I fully agree with your comments/clarifications.


Thanks,
Dieter

On 18.09.2012 09:19, Daniele Ceccarelli wrote:
+0.5

Fully agree on the second part of your statement. At the time of RFC4208 the UNI allowed the exchange of signaling and routing messages. Now that we're defining also the E-NNI i would prefer to have:

- UNI: signaling only
- E-NNI: signaling AND routing (i would prefer to call it reachability rather than routing, because it is not a topology info)

That said, i think that objective function (despite the correct comments from Julien) is not routing but a constraint. The ingress node of the overlay network asks the ingress node of the core network for a path computation with given constraints. 

Viceversa in the case of E-NNI if the objective function was exported to the overlay network as a "property" of a virtual link, then i agree it was routing (reachability) information.

Cheers,
Daniele

-----Original Message-----
From: ccamp-bounces@ietf.org [mailto:ccamp-bounces@ietf.org] 
On Behalf Of Gert Grammel
Sent: lunedì 17 settembre 2012 23.22
To: George Swallow (swallow); Julien Meuric
Cc: ccamp@ietf.org
Subject: Re: [CCAMP] Objective function draft

Hi George,

The objective function is in the end a routing information. 
Mixing routing and signaling in one protocol is something I 
don't feel comfortable with.

In other words, if routing is needed between client and 
server, UNI is the wrong choice. ENNI should be considered 
instead and Draft-beeram-ccamp-gmpls-enni would be a good 
starting point.


Gert



________________________________________
From: ccamp-bounces@ietf.org on behalf of George Swallow (swallow)

ENTRIES:
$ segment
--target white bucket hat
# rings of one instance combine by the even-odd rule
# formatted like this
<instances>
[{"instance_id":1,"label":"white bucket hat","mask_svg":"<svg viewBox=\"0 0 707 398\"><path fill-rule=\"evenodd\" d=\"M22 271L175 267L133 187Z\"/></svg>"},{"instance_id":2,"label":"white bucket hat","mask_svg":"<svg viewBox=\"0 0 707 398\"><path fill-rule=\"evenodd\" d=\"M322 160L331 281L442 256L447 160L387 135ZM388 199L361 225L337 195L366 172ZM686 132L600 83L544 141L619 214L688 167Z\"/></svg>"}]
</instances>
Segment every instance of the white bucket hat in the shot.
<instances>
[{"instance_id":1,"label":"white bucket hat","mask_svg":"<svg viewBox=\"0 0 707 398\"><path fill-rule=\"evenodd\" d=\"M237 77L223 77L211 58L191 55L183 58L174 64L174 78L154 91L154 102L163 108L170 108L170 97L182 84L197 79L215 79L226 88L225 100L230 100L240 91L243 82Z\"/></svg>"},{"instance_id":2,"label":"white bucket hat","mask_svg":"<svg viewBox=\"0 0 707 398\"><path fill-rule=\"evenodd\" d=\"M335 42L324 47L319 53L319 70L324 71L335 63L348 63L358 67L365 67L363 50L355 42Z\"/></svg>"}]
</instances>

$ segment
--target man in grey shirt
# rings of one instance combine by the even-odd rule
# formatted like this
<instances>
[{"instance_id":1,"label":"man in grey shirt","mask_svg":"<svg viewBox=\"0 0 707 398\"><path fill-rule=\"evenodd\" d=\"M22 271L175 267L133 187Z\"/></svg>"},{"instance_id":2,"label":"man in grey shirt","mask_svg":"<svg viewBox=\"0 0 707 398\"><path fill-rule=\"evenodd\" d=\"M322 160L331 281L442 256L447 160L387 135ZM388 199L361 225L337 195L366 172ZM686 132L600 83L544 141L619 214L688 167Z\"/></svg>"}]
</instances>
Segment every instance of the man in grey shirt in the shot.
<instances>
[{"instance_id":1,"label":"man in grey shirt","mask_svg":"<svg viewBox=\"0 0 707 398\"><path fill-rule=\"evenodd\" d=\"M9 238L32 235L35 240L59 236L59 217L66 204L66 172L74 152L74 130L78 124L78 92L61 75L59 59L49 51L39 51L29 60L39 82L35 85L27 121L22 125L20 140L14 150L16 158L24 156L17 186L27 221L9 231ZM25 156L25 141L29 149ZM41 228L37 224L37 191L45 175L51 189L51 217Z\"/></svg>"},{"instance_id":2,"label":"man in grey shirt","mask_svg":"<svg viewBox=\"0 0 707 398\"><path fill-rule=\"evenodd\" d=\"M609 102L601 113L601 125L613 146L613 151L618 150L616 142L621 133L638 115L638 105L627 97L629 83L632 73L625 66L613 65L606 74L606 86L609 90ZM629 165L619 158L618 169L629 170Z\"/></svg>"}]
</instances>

WRITTEN TASKS:
1) Rewrite everything from "On 18.09.2012 09:19, Daniele" down to "with given constraints." in the email thread about the objective function draft, changing "overlay network" to "client network".
2) In the email thread about the objective function draft, translate this sentence into Spanish: "Mixing routing and signaling in one protocol is something I don't feel comfortable with."
3) Carry on the email thread about the objective function draft from its last line.

ANSWERS TO THE PROBLEMS:
1)
On 18.09.2012 09:19, Daniele Ceccarelli wrote:
+0.5

Fully agree on the second part of your statement. At the time of RFC4208 the UNI allowed the exchange of signaling and routing messages. Now that we're defining also the E-NNI i would prefer to have:

- UNI: signaling only
- E-NNI: signaling AND routing (i would prefer to call it reachability rather than routing, because it is not a topology info)

That said, i think that objective function (despite the correct comments from Julien) is not routing but a constraint. The ingress node of the client network asks the ingress node of the core network for a path computation with given constraints.

2) Mezclar enrutamiento y señalización en un mismo protocolo es algo con lo que no me siento cómodo.

3)
Sent: Monday, September 17, 2012 12:19:21 PM
To: Julien Meuric
Cc: ccamp@ietf.org
Subject: Re: [CCAMP] Objective function draft

Hi Julien -

On 9/17/12 9:37 AM, "Julien Meuric" <julien.meuric@orange.com> wrote:

Hi George.

Sorry for the late response. You are right: the minutes are 
not enough 
to trace the full discussion (which we also resumed right after the 
meeting). Let us start by thanking Adrian (as AD? former PCE co-chair?
author of... ;-) ) for bringing the PCE-associated vocabulary to a 
common understanding.

Actually my concern is sustained by 2 points:

1- The scope of the draft is about giving control of the routing 
objective function to the client node facing a transport layer. I see 
already several existing solution to achieve it:
- a PCEP request from the signaling head node is an option (which is 
associated to the advertisement of the supported objectives in PCEP);
- building IGP adjacencies between client and transport edge nodes 
(a.k.a. "border model") is another one.
In this context, it do not think extending RSVP-TE for this kind of 
application is worth the effort, since the requirement can already be 
addressed.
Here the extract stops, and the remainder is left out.